==== Text ====

Internet top-level domain

.wiki is a top-level domain name. Its purpose is to denote websites that are wikis. It was proposed in ICANN's New generic top-level domain (gTLD) Program, and became available to the general public on May 26, 2014. Registry Services LLC (owned by GoDaddy) is the domain name registry for the gTLD.

==History==

In June 2012, Top Level Design submitted an application to ICANN for the .wiki gTLD. On November 7, 2013, ICANN and Top Level Design entered into a "Registry Agreement", officially allowing the company to operate as the registry for .wiki. Following the acquisition, Ray King, CEO of Top Level Design, stated many people "from within [the domain] industry tell me that .wiki is their dark horse for a successful [g]TLD," because ".wiki" describes the site format. "So, when I go to craftbeer.wiki, I can expect a vibrant site with passionate folks discussing all things relevant to brewing beer. This is not the case with craftbeer.com or craftbeer.guru, where you could be accessing a storefront, a blog, a brewery tourguide or any number of things."

In January 2014, ClickZ named .wiki one of the "Top 10 gTLDs to Watch in 2014" for having the "potential to provide great secure, shared workspaces for companies large and small". The application was delegated to the DNS root zone on February 19, 2014. By mid-March, Top Level Design had signed agreements with more than 120 domain name registrars to retail .wiki names. It was announced in May that the Wikimedia Foundation, the non-profit organization mostly known for hosting Wikipedia, would use "w.wiki" as a URL shortener. The Foundation also endorsed Top Level Design's proposal to ICANN's Registry Services Evaluation Process to unblock 179 two-letter strings representing language codes (all two-character strings are blocked under ICANN's standard Registry Agreement).

.wiki domain registrations were available to only trademark holders until May 5; they became available to the general public on May 26, 2014. According to Domain Name Wire, more than 3,000 .wiki domains were registered on the first day of general availability.

==== Information supplied ====

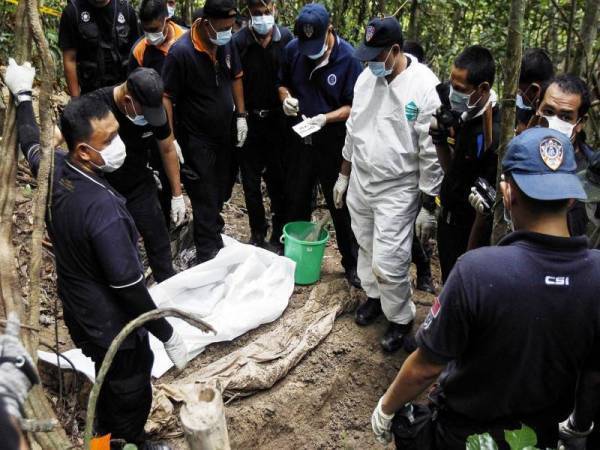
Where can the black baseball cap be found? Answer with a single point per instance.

====

■ Required actions
[A] Answer these about the text on the .wiki domain:
(i) In what month and year did Top Level Design submit its application to ICANN for .wiki?
(ii) Which URL would the Wikimedia Foundation use as a URL shortener?
(iii) How many .wiki domains were registered on the first day of general availability, according to Domain Name Wire?
[B] Rewrite the part of the text on the .wiki domain starting with "In January 2014, ClickZ" and going on through "standard Registry Agreement).", replacing "registrars" with "resellers".
You won't need the material to answer.

■ Answers by item
[A]
(i) June 2012
(ii) "w.wiki"
(iii) More than 3,000

[B]
In January 2014, ClickZ named .wiki one of the "Top 10 gTLDs to Watch in 2014" for having the "potential to provide great secure, shared workspaces for companies large and small". The application was delegated to the DNS root zone on February 19, 2014. By mid-March, Top Level Design had signed agreements with more than 120 domain name resellers to retail .wiki names. It was announced in May that the Wikimedia Foundation, the non-profit organization mostly known for hosting Wikipedia, would use "w.wiki" as a URL shortener. The Foundation also endorsed Top Level Design's proposal to ICANN's Registry Services Evaluation Process to unblock 179 two-letter strings representing language codes (all two-character strings are blocked under ICANN's standard Registry Agreement).